* Brief
In the letter to the World Wide Web below, list every question the writer asks in the paragraph beginning "When I first heard about you."

BEGIN Text block

Dear World Wide Web,

When I first heard about you, I was in college. I remember being in the school library, ready to begin a research paper. I had heard that I could find out more information about my topic by logging into one of the computers and typing “www” and the title of a page which I believe was supposed to lead me to the information I needed. I was so nervous and scared. What if I walked up to the computer and did it wrong?  You, World Wide Web, at that time, seemed like this “other world” that only a few knew of and existed in. What really existed on the other side? Would it really be easier for me to search for the information I needed rather than browse the 30,000+ books on 4 different floors? I was daunted by the task at hand, to learn something new. A new way of being. A new way of researching. What really was on the ‘other side?’ Would I get lost on the other side? Would it be easy for me to find my way home? Who would I meet there? What would I learn?

That day I didn’t complete my task at hand. I sat on the computer stool, I read the instructions, I even asked for help, and I felt overwhelmed by all the new things I needed to do to connect with you.

Now, about 15 years later, I spend most of my time with you, on the other side. If I’m not sleeping or driving, you can usually count on me visiting with you at some point during my day. I’ve even had days when I couldn’t pull myself away from you! Usually when I wake up, you’re the first place I visit, and when I go to sleep, I check in just to make sure I didn’t miss anything before I drift off into the other, other world.

Well, World Wide Web, you’re not going to be very happy with what I’m about to share.

On November 21st, I had the most amazing day! I spent the majority of the day living on the side from which I was born! The side where I’m connected with nature! (You probably won’t understand what I’m about to share, the experience, so I’ll understand if you become idle after a while and go to sleep.)
My day started with a great and sweaty Yoga session and then I proceeded to enjoy a yummy farm-to-table breakfast outside. After, I had a beautiful walk amongst the trees, I listened to the birds, and I sat by a stream, allowing my feet to connect with the earth. I connected with the beautiful sun, the gentle breeze and all the beautiful energy around me. After a deep inhalation, I was reminded that this exists for me all the time! That I do not have to wait to connect with nature! After my walk, I still wasn’t ready to visit with you yet, so I decided to stop by a private airport nearby where helicopter tours are offered. Lucky me, they had one seat available for an afternoon tour! I quickly jumped at the opportunity and purchased the best seat for viewing all of the beauty – front row, next to the door.

END Text block
BEGIN Given entries

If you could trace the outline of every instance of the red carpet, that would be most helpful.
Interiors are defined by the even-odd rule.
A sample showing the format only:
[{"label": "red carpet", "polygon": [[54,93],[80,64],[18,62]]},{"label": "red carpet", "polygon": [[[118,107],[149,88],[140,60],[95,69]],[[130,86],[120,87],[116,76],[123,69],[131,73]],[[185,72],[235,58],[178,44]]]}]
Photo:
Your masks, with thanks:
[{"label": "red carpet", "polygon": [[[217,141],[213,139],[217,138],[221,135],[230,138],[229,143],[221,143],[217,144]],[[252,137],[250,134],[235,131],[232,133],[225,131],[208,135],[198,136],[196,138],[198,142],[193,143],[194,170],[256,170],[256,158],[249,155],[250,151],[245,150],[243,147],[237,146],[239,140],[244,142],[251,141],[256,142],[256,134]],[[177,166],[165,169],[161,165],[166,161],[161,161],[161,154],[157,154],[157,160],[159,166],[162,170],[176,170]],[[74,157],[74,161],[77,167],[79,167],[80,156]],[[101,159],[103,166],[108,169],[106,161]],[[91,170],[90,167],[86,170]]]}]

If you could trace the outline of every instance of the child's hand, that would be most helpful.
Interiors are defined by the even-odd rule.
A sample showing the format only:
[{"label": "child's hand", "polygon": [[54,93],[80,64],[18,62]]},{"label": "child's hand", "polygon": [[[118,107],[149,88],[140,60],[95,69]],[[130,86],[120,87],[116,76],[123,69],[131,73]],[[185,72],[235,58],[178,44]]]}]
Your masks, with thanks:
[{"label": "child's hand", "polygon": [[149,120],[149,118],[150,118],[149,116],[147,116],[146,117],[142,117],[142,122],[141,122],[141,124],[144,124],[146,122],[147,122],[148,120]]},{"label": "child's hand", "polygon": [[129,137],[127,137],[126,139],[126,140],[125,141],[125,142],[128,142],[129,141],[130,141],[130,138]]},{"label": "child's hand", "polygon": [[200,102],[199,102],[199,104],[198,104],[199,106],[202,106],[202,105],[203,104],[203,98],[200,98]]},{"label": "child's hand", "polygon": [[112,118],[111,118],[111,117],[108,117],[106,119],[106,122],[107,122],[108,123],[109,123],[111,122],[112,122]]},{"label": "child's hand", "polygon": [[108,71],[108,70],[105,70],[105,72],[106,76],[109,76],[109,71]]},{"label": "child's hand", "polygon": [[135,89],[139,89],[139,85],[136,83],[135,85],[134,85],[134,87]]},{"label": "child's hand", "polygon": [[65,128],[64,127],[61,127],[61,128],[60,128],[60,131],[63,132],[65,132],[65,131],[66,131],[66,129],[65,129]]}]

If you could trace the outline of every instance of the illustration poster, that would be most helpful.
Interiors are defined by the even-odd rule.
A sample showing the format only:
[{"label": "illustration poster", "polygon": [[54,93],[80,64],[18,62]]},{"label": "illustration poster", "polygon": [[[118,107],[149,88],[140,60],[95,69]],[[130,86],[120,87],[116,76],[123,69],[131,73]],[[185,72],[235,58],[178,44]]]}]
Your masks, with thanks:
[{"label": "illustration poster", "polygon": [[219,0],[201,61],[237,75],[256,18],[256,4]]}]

END Given entries

* Final result
- What if I walked up to the computer and did it wrong?
- What really existed on the other side?
- Would it really be easier for me to search for the information I needed rather than browse the 30,000+ books on 4 different floors?
- What really was on the ‘other side?’
- Would I get lost on the other side?
- Would it be easy for me to find my way home?
- Who would I meet there?
- What would I learn?